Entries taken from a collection
Segment Open
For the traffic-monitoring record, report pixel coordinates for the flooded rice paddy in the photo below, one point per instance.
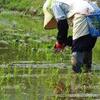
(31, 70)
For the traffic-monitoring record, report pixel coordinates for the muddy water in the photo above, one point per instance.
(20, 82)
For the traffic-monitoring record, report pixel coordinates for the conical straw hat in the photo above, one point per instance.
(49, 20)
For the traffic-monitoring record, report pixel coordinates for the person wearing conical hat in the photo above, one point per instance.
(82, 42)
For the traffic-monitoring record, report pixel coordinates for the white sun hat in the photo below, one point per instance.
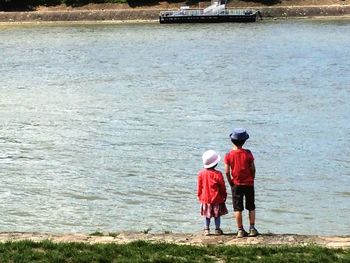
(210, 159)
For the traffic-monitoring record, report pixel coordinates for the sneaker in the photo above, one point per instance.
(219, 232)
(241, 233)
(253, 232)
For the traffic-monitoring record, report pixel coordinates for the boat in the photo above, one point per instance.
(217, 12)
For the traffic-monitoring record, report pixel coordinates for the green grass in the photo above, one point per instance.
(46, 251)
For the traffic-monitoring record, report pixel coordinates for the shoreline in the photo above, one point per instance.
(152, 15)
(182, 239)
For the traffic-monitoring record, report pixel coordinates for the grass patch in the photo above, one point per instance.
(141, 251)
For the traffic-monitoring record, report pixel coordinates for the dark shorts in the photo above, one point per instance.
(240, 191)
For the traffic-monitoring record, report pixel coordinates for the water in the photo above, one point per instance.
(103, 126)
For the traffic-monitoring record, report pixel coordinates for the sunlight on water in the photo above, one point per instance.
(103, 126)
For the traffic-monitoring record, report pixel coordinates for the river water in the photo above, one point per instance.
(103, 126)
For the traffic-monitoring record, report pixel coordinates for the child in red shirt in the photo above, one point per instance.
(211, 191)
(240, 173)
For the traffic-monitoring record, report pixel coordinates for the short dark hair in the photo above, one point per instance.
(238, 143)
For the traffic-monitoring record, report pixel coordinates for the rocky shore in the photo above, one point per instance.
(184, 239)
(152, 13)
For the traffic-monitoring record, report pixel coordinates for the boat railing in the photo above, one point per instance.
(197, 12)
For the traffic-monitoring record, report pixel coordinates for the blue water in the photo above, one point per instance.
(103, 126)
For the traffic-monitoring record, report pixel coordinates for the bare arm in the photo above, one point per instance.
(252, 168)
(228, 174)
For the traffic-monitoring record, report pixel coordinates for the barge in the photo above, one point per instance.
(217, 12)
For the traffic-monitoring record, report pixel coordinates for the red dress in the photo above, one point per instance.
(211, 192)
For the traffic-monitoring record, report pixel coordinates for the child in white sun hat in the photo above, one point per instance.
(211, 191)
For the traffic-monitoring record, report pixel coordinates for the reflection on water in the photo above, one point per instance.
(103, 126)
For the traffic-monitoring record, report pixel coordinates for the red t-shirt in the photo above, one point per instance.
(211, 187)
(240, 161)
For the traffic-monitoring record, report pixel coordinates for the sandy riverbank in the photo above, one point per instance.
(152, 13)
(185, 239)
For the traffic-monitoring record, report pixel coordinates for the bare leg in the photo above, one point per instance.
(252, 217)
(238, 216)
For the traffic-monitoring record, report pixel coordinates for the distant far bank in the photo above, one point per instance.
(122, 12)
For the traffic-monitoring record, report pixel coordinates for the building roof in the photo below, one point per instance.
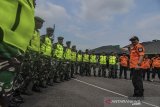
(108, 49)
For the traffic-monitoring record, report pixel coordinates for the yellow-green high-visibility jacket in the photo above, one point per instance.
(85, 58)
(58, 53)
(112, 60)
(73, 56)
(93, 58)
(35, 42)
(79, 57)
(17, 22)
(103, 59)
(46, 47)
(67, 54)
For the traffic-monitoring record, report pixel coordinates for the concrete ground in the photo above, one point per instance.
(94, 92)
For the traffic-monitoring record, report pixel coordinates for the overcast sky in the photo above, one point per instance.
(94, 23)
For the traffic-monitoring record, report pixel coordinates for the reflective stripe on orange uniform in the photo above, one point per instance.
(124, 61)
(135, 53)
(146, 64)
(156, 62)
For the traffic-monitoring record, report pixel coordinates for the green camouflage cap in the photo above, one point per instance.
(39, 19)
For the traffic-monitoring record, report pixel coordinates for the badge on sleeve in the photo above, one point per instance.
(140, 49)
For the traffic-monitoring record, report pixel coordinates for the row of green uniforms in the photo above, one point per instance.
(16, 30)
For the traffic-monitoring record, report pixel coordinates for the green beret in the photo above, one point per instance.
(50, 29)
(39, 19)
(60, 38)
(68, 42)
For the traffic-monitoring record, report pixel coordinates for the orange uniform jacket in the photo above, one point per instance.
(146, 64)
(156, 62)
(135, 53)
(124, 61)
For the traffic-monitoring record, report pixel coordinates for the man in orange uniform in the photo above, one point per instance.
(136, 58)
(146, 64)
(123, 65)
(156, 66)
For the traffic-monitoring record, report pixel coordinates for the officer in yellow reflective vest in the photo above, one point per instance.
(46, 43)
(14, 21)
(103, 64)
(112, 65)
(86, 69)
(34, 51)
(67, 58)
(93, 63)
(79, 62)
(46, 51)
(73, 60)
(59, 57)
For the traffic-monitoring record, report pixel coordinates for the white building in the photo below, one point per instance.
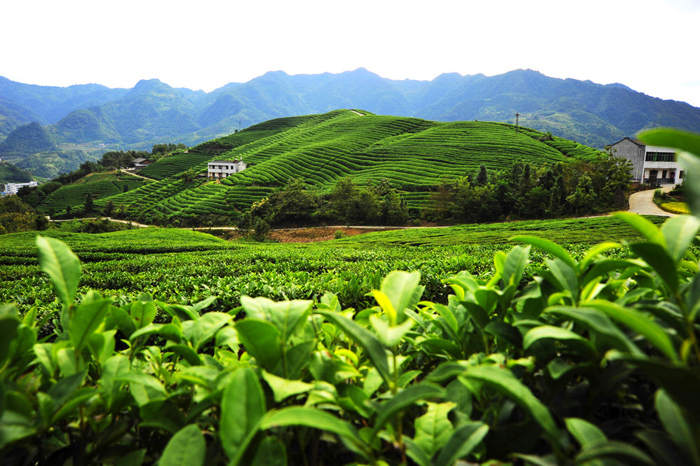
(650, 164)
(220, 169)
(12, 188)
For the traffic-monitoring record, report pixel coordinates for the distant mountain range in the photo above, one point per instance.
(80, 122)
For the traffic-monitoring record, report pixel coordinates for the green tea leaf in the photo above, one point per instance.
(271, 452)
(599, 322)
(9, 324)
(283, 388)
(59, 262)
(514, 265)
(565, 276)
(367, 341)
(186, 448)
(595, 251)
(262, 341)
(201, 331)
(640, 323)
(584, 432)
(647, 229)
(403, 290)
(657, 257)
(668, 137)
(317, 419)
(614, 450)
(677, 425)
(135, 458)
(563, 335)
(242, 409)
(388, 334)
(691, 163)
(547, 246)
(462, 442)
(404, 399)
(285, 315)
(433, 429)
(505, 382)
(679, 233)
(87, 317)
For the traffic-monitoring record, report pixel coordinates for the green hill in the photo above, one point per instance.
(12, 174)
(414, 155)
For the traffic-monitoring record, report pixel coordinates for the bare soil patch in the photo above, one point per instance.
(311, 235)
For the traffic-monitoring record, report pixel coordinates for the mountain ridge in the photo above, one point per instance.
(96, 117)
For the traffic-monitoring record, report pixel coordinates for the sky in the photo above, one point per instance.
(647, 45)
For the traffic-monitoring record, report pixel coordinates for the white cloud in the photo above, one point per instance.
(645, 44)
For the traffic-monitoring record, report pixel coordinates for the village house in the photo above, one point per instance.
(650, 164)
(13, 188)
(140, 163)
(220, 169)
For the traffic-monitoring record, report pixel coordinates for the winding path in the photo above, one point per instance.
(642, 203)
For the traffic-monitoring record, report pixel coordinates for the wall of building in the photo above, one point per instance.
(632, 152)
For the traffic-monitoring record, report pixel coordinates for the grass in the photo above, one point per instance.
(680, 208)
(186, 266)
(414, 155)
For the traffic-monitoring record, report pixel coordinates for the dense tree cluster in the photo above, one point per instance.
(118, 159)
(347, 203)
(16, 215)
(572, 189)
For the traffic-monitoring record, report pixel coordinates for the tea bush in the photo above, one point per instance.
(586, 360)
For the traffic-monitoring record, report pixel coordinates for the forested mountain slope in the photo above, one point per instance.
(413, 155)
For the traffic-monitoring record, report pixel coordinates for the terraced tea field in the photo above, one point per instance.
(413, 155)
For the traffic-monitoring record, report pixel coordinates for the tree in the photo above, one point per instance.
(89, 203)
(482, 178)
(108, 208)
Segment Closed
*DIRECTIONS FOR THIS TASK:*
The reply should hold every record, unchanged, and no pictures.

*RESULT OF THE EXERCISE:*
For the traffic-monitoring record, report pixel coordinates for the flooded rice paddy in the photo below, one point per instance.
(31, 70)
For the traffic-monitoring record, report pixel coordinates for the muddy water in the photo above, one point per instance.
(20, 82)
For the traffic-monitoring record, report pixel coordinates for the conical straw hat in the photo above, one point per instance.
(49, 20)
For the traffic-monitoring record, report pixel coordinates for the person wearing conical hat in the photo above, one point per instance.
(82, 42)
For the traffic-monitoring record, report pixel coordinates for the white sun hat in the photo below, one point per instance.
(210, 159)
For the traffic-monitoring record, report pixel coordinates for the sneaker in the photo above, one point per instance.
(219, 232)
(241, 233)
(253, 232)
For the traffic-monitoring record, report pixel coordinates for the boat in the photo above, one point per instance.
(217, 12)
For the traffic-monitoring record, report pixel coordinates for the green grass in the photo above, one point per instance.
(46, 251)
For the traffic-monitoring record, report pixel coordinates for the shoreline in the photo above, one point per instance.
(152, 15)
(182, 239)
For the traffic-monitoring record, report pixel coordinates for the grass patch in the photo above, one point per instance.
(141, 251)
For the traffic-monitoring record, report pixel coordinates for the dark shorts in the photo above, one point per instance.
(240, 191)
For the traffic-monitoring record, report pixel coordinates for the water in the photo above, one point per instance.
(103, 126)
For the traffic-monitoring record, report pixel coordinates for the sunlight on water in the photo above, one point per instance.
(103, 126)
For the traffic-monitoring record, report pixel coordinates for the river water in the photo above, one point per instance.
(103, 126)
For the traffic-monitoring record, report pixel coordinates for the child in red shirt in the photo above, one point per instance.
(211, 191)
(240, 173)
For the traffic-monitoring record, report pixel coordinates for the short dark hair in the photo above, one point per instance.
(238, 143)
For the traffic-monitoring record, report pixel coordinates for the rocky shore in the photo above, one point per instance.
(184, 239)
(152, 13)
For the traffic-monitoring record, report pixel coordinates for the boat railing in the photo above, one point per instance.
(197, 12)
For the traffic-monitoring record, report pixel coordinates for the blue water in the photo above, one point per instance.
(103, 126)
For the traffic-monitoring record, report pixel coordinates for the bare arm in the photo above, one point per instance.
(252, 168)
(228, 174)
For the traffic-monitoring record, report pixel coordinates for the barge in the photo above, one point per instance.
(217, 12)
For the traffic-monitoring record, report pixel coordinates for the red dress in the photo above, one point per instance.
(211, 192)
For the traffic-monitoring record, report pixel coordinates for the child in white sun hat in the photo above, one point per instance.
(211, 191)
For the traffic-monitoring record, report pixel coordinates for the reflection on water in the photo above, one point per instance.
(103, 126)
For the traffic-monitoring record, report pixel coordinates for the red t-shirt in the photo above, one point per instance.
(211, 187)
(240, 161)
For the traffic-monitoring record, report pixel coordinates for the sandy riverbank in the photo above, one point per instance.
(152, 13)
(185, 239)
For the traffic-monitoring record, report pixel coordinates for the bare leg in the photo above, one point per instance.
(252, 217)
(238, 216)
For the traffic-monitoring record, report pixel coordinates for the distant far bank in the photo above, one point per instance.
(122, 12)
For the traffic-monitoring record, report pixel coordinates for the building roof in the photo below, one point per instance.
(108, 49)
For the traffic-monitoring record, report pixel coordinates for the yellow-green high-visibility jacket in the photo above, one point per instance.
(85, 58)
(58, 53)
(112, 60)
(73, 56)
(93, 58)
(35, 42)
(79, 57)
(17, 22)
(103, 59)
(46, 47)
(67, 54)
For the traffic-monitoring record, report pixel coordinates for the concrete ground in the photo above, one point per instance.
(94, 92)
For the traffic-monitoring record, report pixel coordinates for the overcast sky in the photo above, one point per instance.
(94, 23)
For the traffic-monitoring record, report pixel coordinates for the reflective stripe on orange uniform in the photo above, one point per instance.
(124, 61)
(135, 53)
(146, 64)
(156, 62)
For the traffic-monitoring record, report pixel coordinates for the green camouflage cap in the photo above, one point per instance.
(39, 19)
For the traffic-monitoring record, report pixel coordinates for the badge on sleeve in the photo above, one point per instance.
(140, 49)
For the traffic-monitoring record, report pixel coordinates for the row of green uniforms in the photo above, one point per instance.
(16, 30)
For the traffic-monitoring record, report pixel coordinates for the green beret in the photo above, one point per instance.
(50, 29)
(39, 19)
(60, 38)
(68, 42)
For the traffic-monitoring record, report pixel coordinates for the orange uniform jacket in the photo above, one point per instance.
(146, 64)
(156, 62)
(135, 53)
(124, 61)
For the traffic-monitoring record, report pixel coordinates for the man in orange uniform in the photo above, one point per instance.
(136, 58)
(146, 64)
(123, 65)
(156, 66)
For the traffic-monitoring record, report pixel coordinates for the officer in yellow reflective vest in the photo above, one point per instance.
(46, 43)
(14, 21)
(103, 64)
(112, 65)
(86, 69)
(34, 51)
(67, 58)
(93, 63)
(79, 62)
(46, 51)
(73, 60)
(59, 57)
For the traffic-monitoring record, report pixel coordinates for the white building in the photo below, one point per instance.
(650, 164)
(220, 169)
(12, 188)
For the traffic-monitoring record, report pixel coordinates for the distant mountain range in the photo above, one point per instance.
(80, 122)
For the traffic-monitoring record, report pixel coordinates for the green tea leaf in the photo above, one point per instance.
(271, 452)
(599, 322)
(9, 324)
(283, 388)
(59, 262)
(514, 265)
(565, 276)
(367, 341)
(186, 448)
(595, 251)
(262, 341)
(201, 331)
(640, 323)
(584, 432)
(647, 229)
(403, 290)
(657, 257)
(668, 137)
(317, 419)
(614, 450)
(677, 425)
(135, 458)
(563, 335)
(242, 409)
(388, 334)
(691, 163)
(547, 246)
(462, 442)
(404, 399)
(285, 315)
(433, 429)
(505, 382)
(679, 233)
(87, 317)
For the traffic-monitoring record, report pixel coordinates for the green hill in the photo above, one point per instance.
(12, 174)
(414, 155)
For the traffic-monitoring record, report pixel coordinates for the bare soil patch in the photo above, one point per instance.
(311, 235)
For the traffic-monitoring record, report pixel coordinates for the mountain ridge in the photo above, one point per instance.
(96, 117)
For the traffic-monitoring record, report pixel coordinates for the sky in the photo above, one point per instance.
(647, 45)
For the traffic-monitoring record, report pixel coordinates for the white cloud in the photo above, one point per instance.
(645, 44)
For the traffic-monitoring record, report pixel coordinates for the village house in the photo above, one point per instance.
(650, 164)
(13, 188)
(140, 163)
(220, 169)
For the traffic-monitoring record, report pixel coordinates for the winding path in the photo above, one point per instance.
(642, 203)
For the traffic-monitoring record, report pixel coordinates for the wall of building in the photo above, one point per instance.
(632, 152)
For the traffic-monitoring record, report pixel coordinates for the grass in the photo above, one point per instance.
(680, 208)
(186, 266)
(414, 155)
For the traffic-monitoring record, report pixel coordinates for the dense tree cluster in the photo above, one point per instance.
(118, 159)
(347, 203)
(16, 215)
(572, 189)
For the traffic-monitoring record, report pixel coordinates for the tea bush in the photo above, one point per instance.
(586, 360)
For the traffic-monitoring record, report pixel coordinates for the forested mountain slope in the photo above, one point per instance.
(413, 155)
For the traffic-monitoring record, report pixel coordinates for the terraced tea field in the photo above, one point per instance.
(413, 155)
For the traffic-monitoring record, report pixel coordinates for the tree in the photo above, one point per instance.
(89, 203)
(482, 178)
(108, 208)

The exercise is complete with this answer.